Come tante mi sono formata, oltre che sul marxismo, nel confronto con altre donne. Poi, dopo il riflusso degli anni ’80 e ’90, ho seguito la problematica da lontano. Ora la curiosità, la voglia di capire, di esserci sono tornate . E finalmente mi sento di dire qualcosa.
Credo che questa esigenza nasca dalla realtà.
Vedo infatti uno scarto troppo grande tra la (debole) incisività del movimento femminile e l’esigenza di contrastare (con forza) le politiche neo-liberiste di smantellamento del welfare e di precarizzazione del mercato del lavoro, che colpiscono particolarmente le donne.
Temo fenomeni involutivi sul terreno della sessualità. Mi spaventano la vergogna dello schiavismo sessuale, alimentato dall’invisibile, ma potente mercato dello sfruttamento della prostituzione, in cui il corpo della donna non è solo oggetto di mercificazione, ma anche della più brutale violenza o il nuovo ipocrita disegno di legge sulla prostituzione.
Osservo, come altre, che nel recente Social Forum Europeo di Firenze, nel vasto fronte del movimento antagonista (nelle sue più svariate componenti: pacifista, antimperialista, antiliberista), del tutto marginale è stata la presenza dei gruppi femminili e femministi.

============

— Cosa si chiede —
**a.** Riassumi in due frasi il brano sul movimento femminile.
**b.** Riprendi il brano sul movimento femminile e proseguilo a partire dalla sua ultima frase.

— Dati raccolti —
============

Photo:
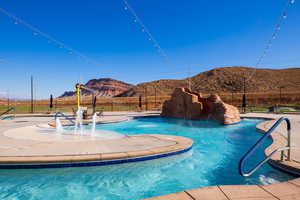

============

— Risposte —
**a.** Chi scrive racconta di essersi formata sul marxismo e nel confronto con altre donne e, dopo aver seguito la questione da lontano negli anni del riflusso, sente ora il bisogno di dire qualcosa. Denuncia lo scarto tra la debole incisività del movimento femminile e l'esigenza di contrastare le politiche neo-liberiste che colpiscono soprattutto le donne, teme fenomeni involutivi sul terreno della sessualità come lo sfruttamento della prostituzione e osserva che al Social Forum Europeo di Firenze la presenza dei gruppi femminili e femministi è stata del tutto marginale.

**b.**
E mi domando: che cosa ha codotto il movimento femminile a tale isolamento? come riprendere un’iniziativa politica incisiva e di massa? esiste ancora lo spazio per affrontare il tema della liberazione della donna, il suo ruolo nella società, nel partito, nel movimento, per chi si propone la trasformazione della società? Oppure ciò che resta del femminismo è una lettura della realtà unicamente in chiave di “differenza di genere”, senza più un progetto complessivo di trasformazione in cui far vivere anche la diversità di essere donna? E’ riproponibile oggi, ed in che termini, un movimento delle donne che sappia operare questa sintesi?

Le risposte sono difficili e stimolanti al tempo stesso, come stimolante è cercare di riavviare i fili della discussione teorica che ha percorso il movimento femminile dalla teoria emancipazionista, al femminismo, alla differenza di genere e riflettere su luci e ombre di tale percorso.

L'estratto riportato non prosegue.